Count the lines below that contain "water" and give only that number. Matches are case-sensitive.

:::::

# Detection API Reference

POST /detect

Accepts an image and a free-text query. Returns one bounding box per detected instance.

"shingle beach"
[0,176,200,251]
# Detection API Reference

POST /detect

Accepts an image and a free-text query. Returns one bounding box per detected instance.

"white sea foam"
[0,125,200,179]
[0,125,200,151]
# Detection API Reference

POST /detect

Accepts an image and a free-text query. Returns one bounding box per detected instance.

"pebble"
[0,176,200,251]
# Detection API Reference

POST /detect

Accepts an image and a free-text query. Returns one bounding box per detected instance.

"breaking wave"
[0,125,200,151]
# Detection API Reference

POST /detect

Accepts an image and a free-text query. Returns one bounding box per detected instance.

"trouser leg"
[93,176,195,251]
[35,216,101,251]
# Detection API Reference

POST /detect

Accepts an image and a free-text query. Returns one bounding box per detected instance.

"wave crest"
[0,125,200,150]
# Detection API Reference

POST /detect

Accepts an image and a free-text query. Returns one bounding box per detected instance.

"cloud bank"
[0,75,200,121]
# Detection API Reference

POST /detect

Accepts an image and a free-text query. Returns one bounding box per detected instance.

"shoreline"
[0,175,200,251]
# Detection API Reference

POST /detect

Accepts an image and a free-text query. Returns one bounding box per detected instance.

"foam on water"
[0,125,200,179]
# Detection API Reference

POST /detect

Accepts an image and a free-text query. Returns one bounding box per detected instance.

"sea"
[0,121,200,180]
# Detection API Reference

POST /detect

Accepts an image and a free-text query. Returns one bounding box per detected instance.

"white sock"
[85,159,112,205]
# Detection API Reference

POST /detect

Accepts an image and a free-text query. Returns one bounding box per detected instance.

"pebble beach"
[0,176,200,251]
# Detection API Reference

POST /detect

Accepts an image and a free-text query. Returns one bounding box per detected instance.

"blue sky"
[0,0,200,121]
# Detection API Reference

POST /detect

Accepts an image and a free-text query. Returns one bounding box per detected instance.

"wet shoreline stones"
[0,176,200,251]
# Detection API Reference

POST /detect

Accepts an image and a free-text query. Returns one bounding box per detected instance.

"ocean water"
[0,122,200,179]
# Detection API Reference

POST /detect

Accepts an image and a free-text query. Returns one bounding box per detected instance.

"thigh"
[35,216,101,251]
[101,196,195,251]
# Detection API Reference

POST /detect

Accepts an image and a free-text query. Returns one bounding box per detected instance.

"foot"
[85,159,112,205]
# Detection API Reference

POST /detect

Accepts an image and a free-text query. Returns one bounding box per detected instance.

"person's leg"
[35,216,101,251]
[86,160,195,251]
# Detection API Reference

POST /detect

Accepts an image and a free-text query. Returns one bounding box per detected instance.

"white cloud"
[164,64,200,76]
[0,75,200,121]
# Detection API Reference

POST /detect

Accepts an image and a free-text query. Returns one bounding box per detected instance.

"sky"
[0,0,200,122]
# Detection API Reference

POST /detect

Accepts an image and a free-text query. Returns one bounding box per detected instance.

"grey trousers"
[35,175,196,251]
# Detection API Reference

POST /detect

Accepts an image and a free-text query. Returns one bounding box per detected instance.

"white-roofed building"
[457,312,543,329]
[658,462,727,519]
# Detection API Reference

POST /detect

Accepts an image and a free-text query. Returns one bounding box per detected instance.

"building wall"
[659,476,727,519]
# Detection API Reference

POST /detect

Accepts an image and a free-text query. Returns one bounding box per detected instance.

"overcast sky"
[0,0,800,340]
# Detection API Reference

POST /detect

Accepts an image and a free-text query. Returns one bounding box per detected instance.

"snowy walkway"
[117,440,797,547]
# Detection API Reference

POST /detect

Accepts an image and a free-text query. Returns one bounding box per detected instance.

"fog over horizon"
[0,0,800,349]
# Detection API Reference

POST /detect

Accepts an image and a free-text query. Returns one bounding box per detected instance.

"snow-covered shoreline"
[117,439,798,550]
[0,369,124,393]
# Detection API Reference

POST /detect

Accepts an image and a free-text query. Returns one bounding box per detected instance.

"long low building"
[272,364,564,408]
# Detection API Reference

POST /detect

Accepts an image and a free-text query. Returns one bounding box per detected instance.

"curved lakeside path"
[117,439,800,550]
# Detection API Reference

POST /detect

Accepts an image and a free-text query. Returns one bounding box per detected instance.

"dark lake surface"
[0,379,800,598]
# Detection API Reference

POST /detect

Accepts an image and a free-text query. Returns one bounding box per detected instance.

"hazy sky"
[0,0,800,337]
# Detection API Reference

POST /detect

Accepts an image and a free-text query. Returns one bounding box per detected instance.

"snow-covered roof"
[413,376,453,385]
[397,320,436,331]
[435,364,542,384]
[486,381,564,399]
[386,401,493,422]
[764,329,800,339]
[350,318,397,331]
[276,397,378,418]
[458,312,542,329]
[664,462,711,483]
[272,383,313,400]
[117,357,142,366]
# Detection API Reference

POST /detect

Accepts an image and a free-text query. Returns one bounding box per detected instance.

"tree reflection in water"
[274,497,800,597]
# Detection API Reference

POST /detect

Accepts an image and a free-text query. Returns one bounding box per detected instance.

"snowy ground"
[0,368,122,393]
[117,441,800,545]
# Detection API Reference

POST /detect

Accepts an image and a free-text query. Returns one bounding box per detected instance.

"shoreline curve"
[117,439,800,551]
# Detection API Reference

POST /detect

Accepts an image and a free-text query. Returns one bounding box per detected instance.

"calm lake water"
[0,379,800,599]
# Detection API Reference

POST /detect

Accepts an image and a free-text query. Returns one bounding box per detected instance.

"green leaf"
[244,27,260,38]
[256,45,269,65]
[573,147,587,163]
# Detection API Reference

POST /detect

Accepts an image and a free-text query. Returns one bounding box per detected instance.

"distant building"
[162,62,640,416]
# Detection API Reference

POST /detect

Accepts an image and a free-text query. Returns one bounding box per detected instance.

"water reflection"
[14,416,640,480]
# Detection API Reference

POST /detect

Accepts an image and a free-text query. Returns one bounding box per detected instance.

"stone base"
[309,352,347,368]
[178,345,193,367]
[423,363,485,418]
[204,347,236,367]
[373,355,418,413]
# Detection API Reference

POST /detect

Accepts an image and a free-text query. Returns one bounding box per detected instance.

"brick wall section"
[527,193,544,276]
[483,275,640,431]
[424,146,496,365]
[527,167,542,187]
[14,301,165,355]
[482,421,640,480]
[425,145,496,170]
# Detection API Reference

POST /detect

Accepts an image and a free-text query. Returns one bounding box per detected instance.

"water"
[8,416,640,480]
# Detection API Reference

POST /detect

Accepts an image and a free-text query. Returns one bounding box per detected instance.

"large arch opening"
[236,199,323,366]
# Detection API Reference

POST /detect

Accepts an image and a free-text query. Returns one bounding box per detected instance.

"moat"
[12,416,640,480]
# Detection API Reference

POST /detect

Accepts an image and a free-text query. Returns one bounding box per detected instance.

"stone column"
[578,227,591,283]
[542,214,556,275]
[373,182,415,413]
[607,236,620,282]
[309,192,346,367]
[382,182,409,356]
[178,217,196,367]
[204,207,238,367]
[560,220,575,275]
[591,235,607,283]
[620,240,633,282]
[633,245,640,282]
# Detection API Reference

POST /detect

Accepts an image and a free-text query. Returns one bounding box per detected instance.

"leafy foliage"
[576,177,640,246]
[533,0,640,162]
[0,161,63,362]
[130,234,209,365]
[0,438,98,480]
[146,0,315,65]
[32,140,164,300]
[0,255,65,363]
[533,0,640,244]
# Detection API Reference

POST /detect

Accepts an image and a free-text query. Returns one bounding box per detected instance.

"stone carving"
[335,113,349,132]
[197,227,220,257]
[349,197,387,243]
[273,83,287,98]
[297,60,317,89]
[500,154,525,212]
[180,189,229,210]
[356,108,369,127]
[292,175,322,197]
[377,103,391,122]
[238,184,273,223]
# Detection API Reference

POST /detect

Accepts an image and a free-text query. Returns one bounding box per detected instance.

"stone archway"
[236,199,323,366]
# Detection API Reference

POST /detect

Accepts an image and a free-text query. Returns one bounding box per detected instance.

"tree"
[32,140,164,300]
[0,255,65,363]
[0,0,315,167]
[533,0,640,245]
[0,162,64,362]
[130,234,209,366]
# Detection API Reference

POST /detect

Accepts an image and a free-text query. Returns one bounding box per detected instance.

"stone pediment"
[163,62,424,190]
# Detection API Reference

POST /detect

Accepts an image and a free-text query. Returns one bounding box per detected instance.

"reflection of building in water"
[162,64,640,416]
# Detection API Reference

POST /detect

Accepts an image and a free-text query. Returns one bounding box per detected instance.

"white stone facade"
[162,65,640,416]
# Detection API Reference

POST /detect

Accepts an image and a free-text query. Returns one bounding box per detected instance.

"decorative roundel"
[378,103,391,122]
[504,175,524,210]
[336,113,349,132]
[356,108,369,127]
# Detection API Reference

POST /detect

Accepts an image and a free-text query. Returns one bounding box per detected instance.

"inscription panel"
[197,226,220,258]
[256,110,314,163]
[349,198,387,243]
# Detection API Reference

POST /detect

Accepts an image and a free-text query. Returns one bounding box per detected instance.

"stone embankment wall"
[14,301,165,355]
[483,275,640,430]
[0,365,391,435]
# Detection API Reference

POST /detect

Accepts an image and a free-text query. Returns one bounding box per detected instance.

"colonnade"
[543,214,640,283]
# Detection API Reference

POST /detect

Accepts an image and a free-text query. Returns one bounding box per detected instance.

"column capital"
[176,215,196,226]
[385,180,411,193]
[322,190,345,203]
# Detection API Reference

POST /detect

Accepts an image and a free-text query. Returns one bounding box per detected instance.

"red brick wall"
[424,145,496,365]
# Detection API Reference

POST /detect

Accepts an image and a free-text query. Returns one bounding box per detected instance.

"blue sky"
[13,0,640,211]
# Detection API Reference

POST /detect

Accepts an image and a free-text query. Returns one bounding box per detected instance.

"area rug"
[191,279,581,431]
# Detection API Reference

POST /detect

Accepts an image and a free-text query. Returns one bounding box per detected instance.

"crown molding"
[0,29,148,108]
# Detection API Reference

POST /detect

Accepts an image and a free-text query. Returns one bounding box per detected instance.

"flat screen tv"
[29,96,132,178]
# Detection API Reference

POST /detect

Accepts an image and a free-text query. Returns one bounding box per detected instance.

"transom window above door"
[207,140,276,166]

:::::

● **TASK RESULT**:
7